→ ACTIONS TO TAKE
[1] For each statement, answer yes or no on whether it agrees with the forum thread about losing a baby, and quote the words of the thread that decide it. (a) The post that closes with "Jen" says its writer had a m/c in November. (b) In the post that begins "Ruth this is so sad," the dh saw the baby before she died. (c) The post that begins "Am coping better today" says its writer slept badly last night.
[2] Extend the forum thread about losing a baby past its final sentence.

→ SOURCE PASSAGE
========================

Hi Ruthlouise I am so sorry to hear of your loss - Isaac is a lovely name and I hope there is laughter for you soon.

The ttc boards are wonderful (look under conception in the topic headings) - there are loads of ones to join (I am on the Clomid one at the moment) - I have been using these for a year and they were brilliantly supportive after I had a m/c in November as well.

Thinking of you and sending you a virtual hug

Jen

HappyMumof2 · 23/03/2006 19:31

ruth, whereabout do you live? there are meet up threads too, so that you can get to know people in RL

pindy · 24/03/2006 09:20

Ruth this is so sad. My dh did not get to see our dd when she was born, I was having an emergency cs and unfortunately by the time he was allowed to see her she had died, he did hear her though! We had lots of pictures taken with her and of her, this really helped and still does.

We had a funeral and took a few pictures of it - it was hard but a great comfort, it is now 14.5 years later, but sometimes seems like yesterday.

My thoughts and prayers are with you, it does get easier but you never forget.

She was our first child and we then went on to have a dd (13.5 now) and ds (12 now).

Be strong, don't be afraid to cry and also be prepared for friends to act in strange ways, I had people cross the road when they saw me because they didn't know what to say - that hurt more than if they had just said "sorry" or touched me arm, yes I would have cried - but so what. I didn't want her existence to be ignored. Also keep talking to your dh, hopefully he may have a friend a can talk to but unfortunately it is not a "man thing" to discuss and also people tend to think it isn't affecting him as much - rubbish, it is.

Whoops sorry for the ramblings got a bit carried away.

X

ruthlouise · 24/03/2006 10:05

Am coping better today. Thank you. Slept better last night too.
yesterday was so bad - seemed to come out of nowhere. Then felt stupid in the evening for being in such a state earlier on! Its just when i all seems so black you kind of need a hug there and then iyswim.

========================

→ GIVEN INFORMATION
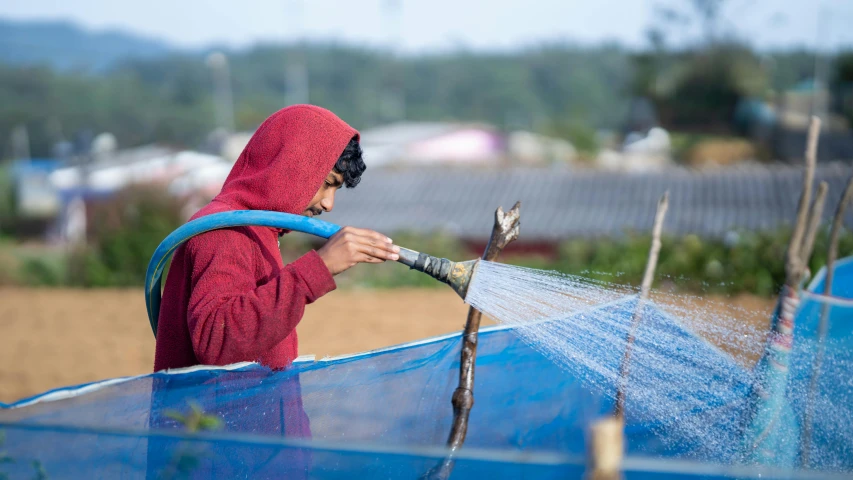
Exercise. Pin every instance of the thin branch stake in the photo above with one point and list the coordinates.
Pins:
(645, 288)
(504, 231)
(793, 263)
(815, 217)
(767, 398)
(823, 325)
(605, 449)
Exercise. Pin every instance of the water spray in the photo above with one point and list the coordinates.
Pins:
(456, 274)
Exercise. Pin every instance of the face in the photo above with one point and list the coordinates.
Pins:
(324, 199)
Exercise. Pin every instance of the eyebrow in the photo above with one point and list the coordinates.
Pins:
(337, 181)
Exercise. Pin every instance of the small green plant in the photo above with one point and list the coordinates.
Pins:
(196, 420)
(187, 456)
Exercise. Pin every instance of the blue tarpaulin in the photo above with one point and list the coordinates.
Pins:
(384, 414)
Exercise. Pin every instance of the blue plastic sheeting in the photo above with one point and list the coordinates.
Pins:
(383, 414)
(832, 436)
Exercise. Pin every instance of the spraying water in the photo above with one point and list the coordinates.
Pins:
(691, 365)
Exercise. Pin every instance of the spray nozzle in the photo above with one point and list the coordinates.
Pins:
(456, 274)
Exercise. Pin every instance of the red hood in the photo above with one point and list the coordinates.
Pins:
(286, 161)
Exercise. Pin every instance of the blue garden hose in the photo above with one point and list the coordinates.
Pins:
(457, 275)
(236, 218)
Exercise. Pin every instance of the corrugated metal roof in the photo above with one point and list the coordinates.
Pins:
(564, 204)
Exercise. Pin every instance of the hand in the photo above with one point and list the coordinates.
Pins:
(356, 245)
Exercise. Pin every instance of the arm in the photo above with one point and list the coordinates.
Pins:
(230, 317)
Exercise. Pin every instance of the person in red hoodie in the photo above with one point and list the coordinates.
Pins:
(228, 296)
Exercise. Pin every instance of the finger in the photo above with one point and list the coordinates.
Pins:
(374, 242)
(377, 252)
(363, 232)
(365, 258)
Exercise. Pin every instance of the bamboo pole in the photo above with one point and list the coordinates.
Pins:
(645, 289)
(504, 231)
(605, 449)
(823, 325)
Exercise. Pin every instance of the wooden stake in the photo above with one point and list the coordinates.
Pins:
(823, 324)
(815, 217)
(504, 231)
(645, 288)
(605, 449)
(794, 267)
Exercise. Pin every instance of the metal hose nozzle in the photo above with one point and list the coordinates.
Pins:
(456, 274)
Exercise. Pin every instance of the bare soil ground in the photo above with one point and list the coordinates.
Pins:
(57, 337)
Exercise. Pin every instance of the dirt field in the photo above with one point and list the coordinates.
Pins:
(57, 337)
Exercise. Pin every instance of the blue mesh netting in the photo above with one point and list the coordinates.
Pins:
(383, 414)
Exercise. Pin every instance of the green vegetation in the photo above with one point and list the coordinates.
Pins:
(127, 231)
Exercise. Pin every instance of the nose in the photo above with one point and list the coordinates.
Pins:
(328, 202)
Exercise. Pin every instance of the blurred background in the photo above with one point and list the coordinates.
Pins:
(119, 121)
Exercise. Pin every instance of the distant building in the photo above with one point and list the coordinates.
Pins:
(565, 204)
(431, 144)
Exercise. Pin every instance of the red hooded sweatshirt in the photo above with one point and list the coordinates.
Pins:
(228, 296)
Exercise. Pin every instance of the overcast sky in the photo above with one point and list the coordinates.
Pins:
(430, 25)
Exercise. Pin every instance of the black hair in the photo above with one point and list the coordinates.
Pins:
(350, 164)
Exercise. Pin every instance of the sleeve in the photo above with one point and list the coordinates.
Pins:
(230, 317)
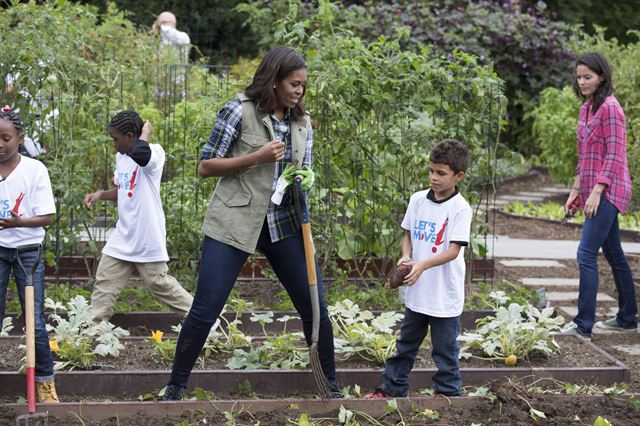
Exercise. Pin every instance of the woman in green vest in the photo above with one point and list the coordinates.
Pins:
(256, 136)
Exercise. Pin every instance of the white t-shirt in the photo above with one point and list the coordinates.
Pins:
(26, 190)
(140, 234)
(433, 225)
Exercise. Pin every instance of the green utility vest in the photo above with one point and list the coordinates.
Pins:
(238, 206)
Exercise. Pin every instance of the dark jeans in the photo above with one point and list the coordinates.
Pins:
(444, 332)
(9, 263)
(219, 269)
(603, 230)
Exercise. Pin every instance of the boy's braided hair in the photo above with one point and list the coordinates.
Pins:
(127, 121)
(12, 117)
(453, 153)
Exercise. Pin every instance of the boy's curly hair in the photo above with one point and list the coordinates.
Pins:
(12, 117)
(127, 121)
(453, 153)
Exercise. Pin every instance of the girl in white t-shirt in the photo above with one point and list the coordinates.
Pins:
(26, 207)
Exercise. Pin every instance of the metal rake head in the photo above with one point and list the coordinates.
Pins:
(32, 419)
(324, 388)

========================

→ ANSWER LIST
[1]
(a) Yes: "they were brilliantly supportive after I had a m/c in November as well."
(b) No: "by the time he was allowed to see her she had died"
(c) No: "Slept better last night too."

[2]
Pindy - another 'survivor' - I really don't know how you found the strength to carry on - having a section and for your husband to have heard his daughter cry Sad. I am 'grateful' to have gone through the birthing process and delivered my son although I so didn't want him to be born knowing he would die iyswim. I know some people have d&c's etc and never have that opportunity.

Since having Isaac, the phone has been very quiet. People don't even email when they know.

I've looked on the 'meet up' threads but we live in an out of the way place, not central to anywhere, near London or other large towns etc. I used to go to a local toddler group with my dd until I was on the 6 weeks bedrest. No one from the group has contacted me since then so that has shaken my confidence a bit. Hadn't told anyone I was pg so its not 'cos they were at a loss as to what to say. Just makes you realise how transient some relationships are.

Jen - thanks for that, I hadn't realised that the conception area was the same as 'trying to conceive'!

How soon can you ttc after a miscarriage? Is it the same after a late miscarriage? Or should you wait longer - I know its actually down to whether your body is ready but what should I be looking at realistically? I'm worried because I'm 41 next month and Isaac took 6 months to conceive - can't bear that thought.